§ WHAT TO DO
Quote the line containing "Target: metal fence" and all lines that follow it in the listing below, exactly as written.

§ LISTING
- - -

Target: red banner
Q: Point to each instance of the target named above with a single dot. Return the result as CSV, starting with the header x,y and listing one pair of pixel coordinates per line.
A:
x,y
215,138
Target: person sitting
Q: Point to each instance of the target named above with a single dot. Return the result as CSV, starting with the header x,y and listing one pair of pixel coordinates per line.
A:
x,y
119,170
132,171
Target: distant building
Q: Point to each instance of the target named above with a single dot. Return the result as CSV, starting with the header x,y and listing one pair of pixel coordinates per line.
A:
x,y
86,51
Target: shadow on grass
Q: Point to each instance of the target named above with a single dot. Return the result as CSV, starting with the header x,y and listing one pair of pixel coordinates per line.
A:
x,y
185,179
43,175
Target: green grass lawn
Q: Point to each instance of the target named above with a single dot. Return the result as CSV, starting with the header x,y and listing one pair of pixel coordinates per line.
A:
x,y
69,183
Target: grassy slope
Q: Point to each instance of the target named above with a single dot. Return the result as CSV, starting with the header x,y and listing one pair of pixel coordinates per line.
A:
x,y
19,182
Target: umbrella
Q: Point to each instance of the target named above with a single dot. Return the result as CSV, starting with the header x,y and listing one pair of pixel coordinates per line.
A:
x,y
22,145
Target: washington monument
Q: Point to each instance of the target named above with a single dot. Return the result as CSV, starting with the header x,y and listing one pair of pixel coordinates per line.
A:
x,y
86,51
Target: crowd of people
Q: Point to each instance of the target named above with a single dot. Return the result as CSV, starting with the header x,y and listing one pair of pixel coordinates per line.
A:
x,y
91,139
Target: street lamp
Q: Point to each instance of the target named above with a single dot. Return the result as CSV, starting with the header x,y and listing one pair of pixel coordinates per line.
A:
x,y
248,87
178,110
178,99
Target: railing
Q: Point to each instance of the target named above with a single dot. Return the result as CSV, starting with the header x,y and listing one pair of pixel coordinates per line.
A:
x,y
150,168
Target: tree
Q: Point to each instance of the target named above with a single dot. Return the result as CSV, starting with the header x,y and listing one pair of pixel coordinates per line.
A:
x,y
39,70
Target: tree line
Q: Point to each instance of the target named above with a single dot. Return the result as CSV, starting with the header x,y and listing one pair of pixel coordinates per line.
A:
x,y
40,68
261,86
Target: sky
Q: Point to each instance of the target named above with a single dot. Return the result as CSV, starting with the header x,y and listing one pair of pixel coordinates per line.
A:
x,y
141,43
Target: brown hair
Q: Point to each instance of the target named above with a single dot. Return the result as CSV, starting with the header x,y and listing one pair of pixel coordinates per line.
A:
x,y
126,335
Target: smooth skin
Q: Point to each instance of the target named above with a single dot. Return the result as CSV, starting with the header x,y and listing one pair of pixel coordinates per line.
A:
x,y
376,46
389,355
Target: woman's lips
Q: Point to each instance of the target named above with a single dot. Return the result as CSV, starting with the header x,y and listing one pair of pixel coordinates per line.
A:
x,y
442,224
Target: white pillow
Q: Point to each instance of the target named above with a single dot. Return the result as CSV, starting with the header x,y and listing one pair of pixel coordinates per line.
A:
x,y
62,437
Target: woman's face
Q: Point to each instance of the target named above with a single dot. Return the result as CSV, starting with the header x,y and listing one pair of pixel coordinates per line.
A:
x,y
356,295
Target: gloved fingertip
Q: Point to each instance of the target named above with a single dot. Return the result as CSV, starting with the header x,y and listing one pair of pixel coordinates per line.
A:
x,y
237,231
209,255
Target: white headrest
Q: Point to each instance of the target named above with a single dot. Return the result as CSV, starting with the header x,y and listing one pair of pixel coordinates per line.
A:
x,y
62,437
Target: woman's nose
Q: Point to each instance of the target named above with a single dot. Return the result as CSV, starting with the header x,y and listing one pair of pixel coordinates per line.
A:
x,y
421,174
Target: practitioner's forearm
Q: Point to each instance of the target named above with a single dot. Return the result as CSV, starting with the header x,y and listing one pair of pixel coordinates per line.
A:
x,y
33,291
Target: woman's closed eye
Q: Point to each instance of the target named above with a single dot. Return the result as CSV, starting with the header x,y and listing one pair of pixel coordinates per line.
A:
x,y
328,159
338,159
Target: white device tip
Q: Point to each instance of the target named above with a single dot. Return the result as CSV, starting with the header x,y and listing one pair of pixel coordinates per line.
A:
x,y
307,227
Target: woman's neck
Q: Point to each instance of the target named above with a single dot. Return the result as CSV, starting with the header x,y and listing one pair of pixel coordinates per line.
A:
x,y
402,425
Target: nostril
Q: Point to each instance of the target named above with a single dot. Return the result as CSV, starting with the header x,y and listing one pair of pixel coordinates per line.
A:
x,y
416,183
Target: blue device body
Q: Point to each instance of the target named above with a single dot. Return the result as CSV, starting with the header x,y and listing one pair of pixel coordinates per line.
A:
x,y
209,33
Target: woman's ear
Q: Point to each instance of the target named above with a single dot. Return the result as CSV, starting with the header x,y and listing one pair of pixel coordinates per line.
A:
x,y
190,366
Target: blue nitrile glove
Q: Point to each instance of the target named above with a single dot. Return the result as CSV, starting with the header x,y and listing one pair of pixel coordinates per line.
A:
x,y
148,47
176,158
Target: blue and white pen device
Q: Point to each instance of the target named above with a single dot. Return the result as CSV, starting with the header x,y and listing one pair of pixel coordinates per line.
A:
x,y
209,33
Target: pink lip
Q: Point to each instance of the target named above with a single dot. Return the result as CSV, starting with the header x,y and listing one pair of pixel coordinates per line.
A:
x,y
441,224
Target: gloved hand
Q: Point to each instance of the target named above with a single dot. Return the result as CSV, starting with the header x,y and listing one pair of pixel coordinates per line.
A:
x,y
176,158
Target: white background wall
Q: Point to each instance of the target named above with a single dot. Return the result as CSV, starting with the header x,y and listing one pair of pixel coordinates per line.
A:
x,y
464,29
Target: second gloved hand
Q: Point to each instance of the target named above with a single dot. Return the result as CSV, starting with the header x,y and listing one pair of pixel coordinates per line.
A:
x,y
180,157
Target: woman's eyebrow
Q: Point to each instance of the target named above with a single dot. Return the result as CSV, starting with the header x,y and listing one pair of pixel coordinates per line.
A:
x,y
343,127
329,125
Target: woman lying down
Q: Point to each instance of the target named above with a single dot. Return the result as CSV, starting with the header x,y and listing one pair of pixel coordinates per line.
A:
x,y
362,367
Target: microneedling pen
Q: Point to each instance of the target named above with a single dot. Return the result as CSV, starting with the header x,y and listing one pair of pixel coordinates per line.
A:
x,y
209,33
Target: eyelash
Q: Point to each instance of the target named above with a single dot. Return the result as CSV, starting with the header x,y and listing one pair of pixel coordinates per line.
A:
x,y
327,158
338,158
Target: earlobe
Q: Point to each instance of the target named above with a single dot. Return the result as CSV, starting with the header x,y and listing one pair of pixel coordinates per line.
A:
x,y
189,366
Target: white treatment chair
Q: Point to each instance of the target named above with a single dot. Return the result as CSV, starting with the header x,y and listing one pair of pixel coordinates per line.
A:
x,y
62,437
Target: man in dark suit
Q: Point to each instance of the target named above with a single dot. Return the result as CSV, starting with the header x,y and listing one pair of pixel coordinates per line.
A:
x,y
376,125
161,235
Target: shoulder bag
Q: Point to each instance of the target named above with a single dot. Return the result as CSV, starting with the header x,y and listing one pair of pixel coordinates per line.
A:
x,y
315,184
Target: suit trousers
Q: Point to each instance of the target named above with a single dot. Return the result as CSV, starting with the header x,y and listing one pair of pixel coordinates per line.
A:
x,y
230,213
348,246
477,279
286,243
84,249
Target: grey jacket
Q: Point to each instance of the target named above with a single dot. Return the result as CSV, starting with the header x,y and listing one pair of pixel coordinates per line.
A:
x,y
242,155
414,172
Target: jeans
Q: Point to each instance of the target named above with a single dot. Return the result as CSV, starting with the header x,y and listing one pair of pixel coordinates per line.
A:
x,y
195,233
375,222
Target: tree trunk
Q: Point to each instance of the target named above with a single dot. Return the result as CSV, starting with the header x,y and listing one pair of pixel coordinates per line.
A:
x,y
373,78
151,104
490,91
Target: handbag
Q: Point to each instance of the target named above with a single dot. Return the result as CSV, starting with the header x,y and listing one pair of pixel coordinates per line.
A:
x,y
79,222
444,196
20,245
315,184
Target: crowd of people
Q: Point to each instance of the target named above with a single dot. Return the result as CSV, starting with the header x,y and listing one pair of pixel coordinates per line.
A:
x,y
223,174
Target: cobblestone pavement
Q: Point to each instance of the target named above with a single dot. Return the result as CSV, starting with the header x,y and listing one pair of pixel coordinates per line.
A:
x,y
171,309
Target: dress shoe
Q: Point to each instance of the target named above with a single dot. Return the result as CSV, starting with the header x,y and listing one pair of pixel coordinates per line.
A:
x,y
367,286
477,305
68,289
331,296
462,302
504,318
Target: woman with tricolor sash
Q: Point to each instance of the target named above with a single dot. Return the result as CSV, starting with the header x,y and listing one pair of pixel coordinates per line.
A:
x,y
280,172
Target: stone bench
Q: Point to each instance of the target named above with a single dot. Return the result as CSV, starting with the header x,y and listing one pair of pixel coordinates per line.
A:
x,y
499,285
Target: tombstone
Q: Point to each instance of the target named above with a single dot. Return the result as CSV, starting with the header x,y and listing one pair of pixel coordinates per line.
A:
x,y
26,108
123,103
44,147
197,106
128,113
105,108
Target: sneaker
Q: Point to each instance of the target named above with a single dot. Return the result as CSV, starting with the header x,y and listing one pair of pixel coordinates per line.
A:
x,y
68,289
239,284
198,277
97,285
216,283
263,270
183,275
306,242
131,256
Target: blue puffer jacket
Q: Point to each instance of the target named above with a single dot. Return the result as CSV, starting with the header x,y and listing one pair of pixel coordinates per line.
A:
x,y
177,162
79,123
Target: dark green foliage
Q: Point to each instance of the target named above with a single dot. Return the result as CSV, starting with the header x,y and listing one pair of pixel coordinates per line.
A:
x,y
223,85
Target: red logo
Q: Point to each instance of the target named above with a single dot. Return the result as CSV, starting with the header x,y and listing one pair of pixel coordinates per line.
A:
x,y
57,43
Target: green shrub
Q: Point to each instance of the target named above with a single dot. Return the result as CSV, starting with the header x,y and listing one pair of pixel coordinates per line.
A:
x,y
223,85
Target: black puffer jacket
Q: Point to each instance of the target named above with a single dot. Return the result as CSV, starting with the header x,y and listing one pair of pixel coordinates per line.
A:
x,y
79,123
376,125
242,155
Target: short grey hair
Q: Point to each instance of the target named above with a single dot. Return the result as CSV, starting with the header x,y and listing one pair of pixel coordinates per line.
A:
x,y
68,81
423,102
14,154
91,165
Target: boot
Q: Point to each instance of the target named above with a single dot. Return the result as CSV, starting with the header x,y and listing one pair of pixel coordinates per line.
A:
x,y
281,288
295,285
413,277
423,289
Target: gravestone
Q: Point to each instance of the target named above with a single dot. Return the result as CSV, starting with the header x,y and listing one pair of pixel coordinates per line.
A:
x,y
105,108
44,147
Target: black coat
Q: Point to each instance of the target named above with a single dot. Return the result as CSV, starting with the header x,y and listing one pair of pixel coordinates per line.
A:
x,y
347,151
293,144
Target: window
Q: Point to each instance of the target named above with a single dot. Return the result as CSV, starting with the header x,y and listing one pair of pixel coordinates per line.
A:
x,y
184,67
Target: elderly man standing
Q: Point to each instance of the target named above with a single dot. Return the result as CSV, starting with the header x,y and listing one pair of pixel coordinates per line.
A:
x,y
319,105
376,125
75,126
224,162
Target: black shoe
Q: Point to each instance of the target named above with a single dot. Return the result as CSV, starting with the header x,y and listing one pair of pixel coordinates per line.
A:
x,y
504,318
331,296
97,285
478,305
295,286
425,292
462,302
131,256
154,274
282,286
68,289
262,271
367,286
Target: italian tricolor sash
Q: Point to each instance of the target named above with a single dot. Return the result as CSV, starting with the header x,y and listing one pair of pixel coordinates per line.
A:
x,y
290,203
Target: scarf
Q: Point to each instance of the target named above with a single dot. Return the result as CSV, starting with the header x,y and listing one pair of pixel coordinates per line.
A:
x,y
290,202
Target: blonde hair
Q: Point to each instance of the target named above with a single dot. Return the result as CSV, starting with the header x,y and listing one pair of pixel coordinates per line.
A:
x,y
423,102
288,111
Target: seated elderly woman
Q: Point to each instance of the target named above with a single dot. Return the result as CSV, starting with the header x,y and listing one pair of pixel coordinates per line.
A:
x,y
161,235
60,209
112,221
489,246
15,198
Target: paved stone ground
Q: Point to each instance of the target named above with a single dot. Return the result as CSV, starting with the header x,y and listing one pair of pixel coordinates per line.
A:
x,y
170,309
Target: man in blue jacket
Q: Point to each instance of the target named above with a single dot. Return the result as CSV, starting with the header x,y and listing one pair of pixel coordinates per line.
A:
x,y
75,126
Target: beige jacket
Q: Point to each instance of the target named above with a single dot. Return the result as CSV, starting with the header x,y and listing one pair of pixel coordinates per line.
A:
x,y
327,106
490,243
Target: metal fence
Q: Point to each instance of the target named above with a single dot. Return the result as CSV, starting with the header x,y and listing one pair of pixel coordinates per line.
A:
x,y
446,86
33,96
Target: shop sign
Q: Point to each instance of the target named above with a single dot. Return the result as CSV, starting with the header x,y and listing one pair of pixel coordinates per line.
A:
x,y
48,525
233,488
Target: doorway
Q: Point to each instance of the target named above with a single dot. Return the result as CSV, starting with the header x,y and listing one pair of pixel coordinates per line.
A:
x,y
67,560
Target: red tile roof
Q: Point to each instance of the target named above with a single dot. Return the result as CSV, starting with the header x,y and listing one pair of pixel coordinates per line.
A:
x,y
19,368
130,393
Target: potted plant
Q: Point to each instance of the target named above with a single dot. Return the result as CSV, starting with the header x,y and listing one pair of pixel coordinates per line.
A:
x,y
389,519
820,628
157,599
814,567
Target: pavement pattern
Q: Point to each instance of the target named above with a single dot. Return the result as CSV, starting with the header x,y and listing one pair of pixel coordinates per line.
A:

- - -

§ THE RESULT
Target: metal fence
Q: Point to each instance of the target named above with a single dot. Return the result as CSV, starting with the header x,y and listing one pair of pixel coordinates per line.
A:
x,y
446,86
33,96
Target: shop sign
Q: Point to each instance of the target named above with a single dot. Return the result as CSV, starting with the header x,y and listing one pair of pixel coordinates per line.
A:
x,y
48,525
233,488
Target: doorway
Q: Point to each instance of the target named above with a single dot. Return the result as CSV, starting with the header x,y and listing one pair of pixel coordinates per line.
A:
x,y
67,560
Target: red tile roof
Q: Point to each instance of the target named above with a single dot. Return the result as CSV, starting with the header x,y and listing one pair of pixel coordinates per line.
A:
x,y
19,368
130,393
Target: potted plant
Q: Point to each instance of the target named above with a single dot. Return the result as CSV, starting with the header x,y and listing one pair of pixel coordinates per line.
A:
x,y
389,519
820,628
157,599
814,567
Target: pavement pattern
Q: Point to each instance of the target named above with a single dot. Return the result as CSV, starting with the header x,y and listing one pair of pixel coordinates per line.
A:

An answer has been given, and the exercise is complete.